Extrait cité:
- - -
L'employeur renvoie la balle au propriétaire, un riche avocat qui fait poliment mine d'étudier la question mais qui ne veut simplement rien savoir. Alors qu'elle ne buvait pas une goutte d'alcool, la victime est d'ailleurs estampillée « alcoolique » dans un dossier noyé dans les arcanes administratifs.
Francisco, ne peut accepter que la mort de son frère ne soit pas reconnue ; ni que sa belle-sœur, enceinte jusqu'au cou, ne reçoive aucune indemnité. Il peut d'autant moins accepter cette injustice que cette demeure somptueuse, que son équipe et lui-même s'échinent à fignoler, le renvoie sans cesse à sa propre condition d'exploité et à la cabane de taule trouée qui lui sert de logement. Misère quotidienne versus luxe débordant. Pauvreté culturelle versus notabilité et puissance sociale.
- - -
Données fournies:

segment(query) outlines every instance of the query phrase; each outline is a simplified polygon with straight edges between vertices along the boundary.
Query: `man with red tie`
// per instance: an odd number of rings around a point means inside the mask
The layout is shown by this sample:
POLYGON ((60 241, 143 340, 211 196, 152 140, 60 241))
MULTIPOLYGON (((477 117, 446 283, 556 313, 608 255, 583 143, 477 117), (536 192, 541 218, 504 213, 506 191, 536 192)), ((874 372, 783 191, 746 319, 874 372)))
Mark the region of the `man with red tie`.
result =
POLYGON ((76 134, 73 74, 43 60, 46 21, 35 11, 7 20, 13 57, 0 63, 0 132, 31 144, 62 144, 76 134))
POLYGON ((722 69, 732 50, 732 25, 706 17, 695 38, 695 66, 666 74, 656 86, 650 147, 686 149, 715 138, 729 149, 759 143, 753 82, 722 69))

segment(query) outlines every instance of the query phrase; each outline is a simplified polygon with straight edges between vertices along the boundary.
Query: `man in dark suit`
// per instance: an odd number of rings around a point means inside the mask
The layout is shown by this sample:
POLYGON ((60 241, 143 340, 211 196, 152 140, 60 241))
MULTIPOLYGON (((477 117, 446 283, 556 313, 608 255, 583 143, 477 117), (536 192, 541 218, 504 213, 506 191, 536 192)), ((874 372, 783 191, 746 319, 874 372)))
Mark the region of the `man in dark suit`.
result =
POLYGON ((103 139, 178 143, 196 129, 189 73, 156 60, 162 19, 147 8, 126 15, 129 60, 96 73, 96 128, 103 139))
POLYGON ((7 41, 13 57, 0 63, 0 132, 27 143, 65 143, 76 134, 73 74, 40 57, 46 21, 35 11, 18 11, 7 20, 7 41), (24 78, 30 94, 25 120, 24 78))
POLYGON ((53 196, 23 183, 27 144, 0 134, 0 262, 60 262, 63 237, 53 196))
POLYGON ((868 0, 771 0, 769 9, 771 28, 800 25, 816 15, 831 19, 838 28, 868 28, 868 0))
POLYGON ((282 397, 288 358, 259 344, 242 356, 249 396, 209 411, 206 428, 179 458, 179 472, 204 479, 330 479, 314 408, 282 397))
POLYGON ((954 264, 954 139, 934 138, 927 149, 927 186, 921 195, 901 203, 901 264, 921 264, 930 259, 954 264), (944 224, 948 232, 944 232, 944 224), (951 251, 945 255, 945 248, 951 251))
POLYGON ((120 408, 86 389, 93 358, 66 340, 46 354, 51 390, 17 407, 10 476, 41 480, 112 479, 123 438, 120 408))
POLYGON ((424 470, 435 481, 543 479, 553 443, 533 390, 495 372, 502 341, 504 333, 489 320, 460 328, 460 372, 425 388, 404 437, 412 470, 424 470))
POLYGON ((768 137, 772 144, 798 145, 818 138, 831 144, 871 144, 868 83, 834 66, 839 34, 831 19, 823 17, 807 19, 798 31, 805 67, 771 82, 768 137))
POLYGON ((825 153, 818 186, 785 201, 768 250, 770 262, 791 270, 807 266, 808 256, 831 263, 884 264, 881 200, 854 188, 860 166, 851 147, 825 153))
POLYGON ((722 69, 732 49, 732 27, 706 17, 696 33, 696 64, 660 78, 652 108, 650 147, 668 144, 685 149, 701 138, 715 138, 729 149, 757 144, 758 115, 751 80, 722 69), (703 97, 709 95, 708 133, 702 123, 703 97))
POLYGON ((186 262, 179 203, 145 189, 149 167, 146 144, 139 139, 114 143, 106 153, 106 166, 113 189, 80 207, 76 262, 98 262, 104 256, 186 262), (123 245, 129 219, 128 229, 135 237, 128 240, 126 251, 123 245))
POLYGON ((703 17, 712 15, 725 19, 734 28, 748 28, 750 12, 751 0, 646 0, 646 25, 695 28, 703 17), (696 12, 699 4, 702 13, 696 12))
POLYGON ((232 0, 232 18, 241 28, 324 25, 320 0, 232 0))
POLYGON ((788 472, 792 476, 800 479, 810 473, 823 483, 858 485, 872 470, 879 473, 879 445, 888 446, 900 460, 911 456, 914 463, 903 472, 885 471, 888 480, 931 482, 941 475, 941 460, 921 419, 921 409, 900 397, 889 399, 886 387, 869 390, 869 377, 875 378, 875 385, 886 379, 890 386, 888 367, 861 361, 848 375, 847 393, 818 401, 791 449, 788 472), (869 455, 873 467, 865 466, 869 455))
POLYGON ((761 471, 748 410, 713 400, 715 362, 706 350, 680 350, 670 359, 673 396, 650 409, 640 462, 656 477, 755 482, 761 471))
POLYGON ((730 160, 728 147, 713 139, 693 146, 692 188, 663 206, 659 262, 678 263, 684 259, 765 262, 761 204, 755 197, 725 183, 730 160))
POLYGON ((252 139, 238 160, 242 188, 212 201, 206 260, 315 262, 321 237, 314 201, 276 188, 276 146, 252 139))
- - -
Exercice court 1: D'après l'extrait cité, quelle étiquette la victime reçoit-elle dans son dossier administratif ?
Exercice court 2: Relevez, dans l'extrait cité, les quatre termes que mettent face à face les deux oppositions construites avec « versus ».
Exercice court 3: Continuez l'extrait sur Francisco et la mort de son frère à partir de sa dernière phrase.
La liste forme un matériau à part, sans lien avec l'extrait cité.

Réponse attendue 1: Elle y est estampillée « alcoolique ».

Réponse attendue 2: Misère quotidienne ; luxe débordant ; pauvreté culturelle ; notabilité et puissance sociale.

Réponse attendue 3:
Sans procédures de justice qui puisse activer un véritable levier de solidarité, Francisco décide de faire justice lui-même. Il décide de squatter la maison bourgeoise, d'abord individuellement puis en communauté avec d'autres familles d'ouvriers exploités. Mais derrière cette démarche fondée sur un mélange d'entraide et d'intérêts communs, quelles règles mettre en place pour une cohabitation pérenne ? Quel projet pour établir une microsociété plus juste et solidaire ?
Disciple revendiqué du cinéaste Michel Franco (Después de Lucia, (2012), Chronic (2015), Les filles d'Avril (2017) avec qui il a travaillé et qui est le producteur du film, David Zonana inscrit son récit dans une réflexion critique de l'humanité dans un environnement abîmé par les inégalités sociales induites par le système capitaliste.
Alors que on ne peut être qu'en totale empathie avec le personnage principal et la classe ouvrière ouvertement exploitée et abusée, dans la première partie du film, le trouble s'installe progressivement… Sans angélisme – et même avec une certaine noirceur –, le cinéaste montre les luttes fratricides qui s'insinuent petit à petit entre les nouveaux locataires de la villa pour obtenir le plus gros morceau du gâteau. Une vision lucide et cruelle malgré son humanité.
Spacieuse et lumineuse, la villa dans laquelle se déroule une grande partie de l'intrigue, devient plus qu'un simple décor. A l'image de Parasite, du Sud-coréen Bong Joon Ho, elle s'impose comme un Éden qui devient un enfer à mesure que les locataires en viennent à guerroyer entre eux pour leur pré-carré.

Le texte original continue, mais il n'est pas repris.